→ What this exercise asks
1. Could you copy word for word the part of the album track commentary starting at "How I rate this now: Rather" and ending at "Voyager and Timelord."?
2. Can you pick up the track-by-track album commentary right after its final sentence and keep writing?

→ Provided passage
=====
How I rate this now: This simple song has something spookily beautiful about it -- it's one of the album's most gorgeous. Chilled-out sounds from Warp's Artificial Intelligence series give this a very 1991 feel, and prefigure the otherwordly atmosphere of some of the Aphex Twin's Ambient recordings.

11. Song in Contravention: This spacey ballad owes a lot to Gainsbourg songs like Mélodie Interdite (the theme) and Ballade de Johnny Jane (the music). The language is legalistic, reading like a writ. The "love outside the law" this time is homosexuality, and the song's target is the Section 28 legislation the Tories have enacted against the "promotion of homosexuality". Britain, it seems to me, is sexually sick. The album ends -- on some lush, sensuous string chords -- with the lines "the prosecution rests its case", and the sound of what might be a spacecraft taking off for new lands -- a world, perhaps, where human sexuality and human society can co-exist in harmony.

How I rate this now: Rather gorgeous, and a surprising ending -- the rather flip and glib and gigglish songs at the start of the album have led to some kind of soulful sci-fi sound suffused with longing. This -- a sound I'll christen "science fiction melodrama" -- will become the dominant tone of my next two albums, my last for Creation: Voyager and Timelord.
=====
→ Given records
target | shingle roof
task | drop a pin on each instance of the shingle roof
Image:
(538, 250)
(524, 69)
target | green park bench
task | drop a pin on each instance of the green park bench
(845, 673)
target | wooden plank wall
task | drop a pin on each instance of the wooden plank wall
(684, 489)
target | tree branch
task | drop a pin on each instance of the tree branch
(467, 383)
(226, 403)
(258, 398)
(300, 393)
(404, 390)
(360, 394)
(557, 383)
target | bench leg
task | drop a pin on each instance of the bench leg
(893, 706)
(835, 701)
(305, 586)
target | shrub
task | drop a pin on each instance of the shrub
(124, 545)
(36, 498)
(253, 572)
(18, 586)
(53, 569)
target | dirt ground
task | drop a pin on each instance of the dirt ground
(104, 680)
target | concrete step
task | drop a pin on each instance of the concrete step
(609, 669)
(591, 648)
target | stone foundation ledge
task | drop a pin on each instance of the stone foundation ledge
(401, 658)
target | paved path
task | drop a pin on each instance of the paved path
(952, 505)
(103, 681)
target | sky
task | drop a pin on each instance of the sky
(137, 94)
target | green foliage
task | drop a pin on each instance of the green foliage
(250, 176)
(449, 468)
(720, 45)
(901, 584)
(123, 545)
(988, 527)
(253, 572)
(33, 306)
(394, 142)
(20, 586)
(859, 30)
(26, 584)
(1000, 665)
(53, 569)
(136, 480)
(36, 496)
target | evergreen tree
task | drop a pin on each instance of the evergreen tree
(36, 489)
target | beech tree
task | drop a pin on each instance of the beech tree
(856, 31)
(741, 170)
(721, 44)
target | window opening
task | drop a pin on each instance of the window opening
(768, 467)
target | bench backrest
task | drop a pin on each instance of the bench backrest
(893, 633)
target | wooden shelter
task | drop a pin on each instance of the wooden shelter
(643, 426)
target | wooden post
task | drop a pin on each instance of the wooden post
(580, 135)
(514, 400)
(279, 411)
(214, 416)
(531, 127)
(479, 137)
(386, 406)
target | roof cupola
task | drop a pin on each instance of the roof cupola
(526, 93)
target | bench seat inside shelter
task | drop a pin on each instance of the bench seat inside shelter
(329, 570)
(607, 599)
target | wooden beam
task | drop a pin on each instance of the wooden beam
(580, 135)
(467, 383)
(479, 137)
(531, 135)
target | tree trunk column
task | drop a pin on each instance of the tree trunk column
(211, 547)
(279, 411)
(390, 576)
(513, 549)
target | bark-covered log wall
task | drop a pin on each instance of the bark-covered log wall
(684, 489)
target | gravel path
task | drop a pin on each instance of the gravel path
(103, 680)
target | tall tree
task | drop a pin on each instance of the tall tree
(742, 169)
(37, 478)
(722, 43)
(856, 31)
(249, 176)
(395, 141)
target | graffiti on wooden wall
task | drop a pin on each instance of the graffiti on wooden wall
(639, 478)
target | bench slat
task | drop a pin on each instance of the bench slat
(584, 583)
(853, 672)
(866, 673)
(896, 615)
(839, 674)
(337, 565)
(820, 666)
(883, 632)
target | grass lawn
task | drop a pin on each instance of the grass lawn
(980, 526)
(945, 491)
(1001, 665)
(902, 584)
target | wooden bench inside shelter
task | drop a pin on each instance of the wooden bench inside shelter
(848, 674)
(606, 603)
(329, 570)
=====
→ Answers given
1.
How I rate this now: Rather gorgeous, and a surprising ending -- the rather flip and glib and gigglish songs at the start of the album have led to some kind of soulful sci-fi sound suffused with longing. This -- a sound I'll christen "science fiction melodrama" -- will become the dominant tone of my next two albums, my last for Creation: Voyager and Timelord.

2.
NOTES

It's not just the decade that changes between 1989's Don't Stop The Night and 1991's Hippopotamomus. 1990 has been a "marking time" sort of year for Momus, with Creation releasing a compilation, Monsters of Love (featuring three new tracks). Compilations often signal the twilight of the artist-label relationship; certainly things were more distant between Momus and Creation. I was avoiding direct contact with McGee -- who was taking too many drugs and had become erratic and megalomaniacal -- and signed with Angie Somerside at Orange, a management company with The Beloved on their books. All Angie had really managed to do for me, though, was renew my tenuous Creation deal (negotiations with Mute, whose worldview seemed to fit mine better, stalled). Just staying in the same place seemed like hard work.

It was also increasingly hard work staying in the context of Britain. After the disappointment of Hairstyle I'd essentially given up on the British market, becoming -- as the headline of a 1990 Gay Times interview put it -- an "internal exile". I'd kitted out my Cleveland Street flat with a mini studio in the shape of an Atari STE 1040 and an Akai S900 sampler; it became an arty sort of bunker where I could weather any storm and still make records. That flat became a bubble filled with french pop -- Mylene Farmer, Lio, Jacques Dutronc, Serge Gainsbourg. That and "daisy age" acid jazz and trip hop -- Galliano, Dream Warriors, Massive Attack, Soul II Soul, Neneh Cherry, De La Soul.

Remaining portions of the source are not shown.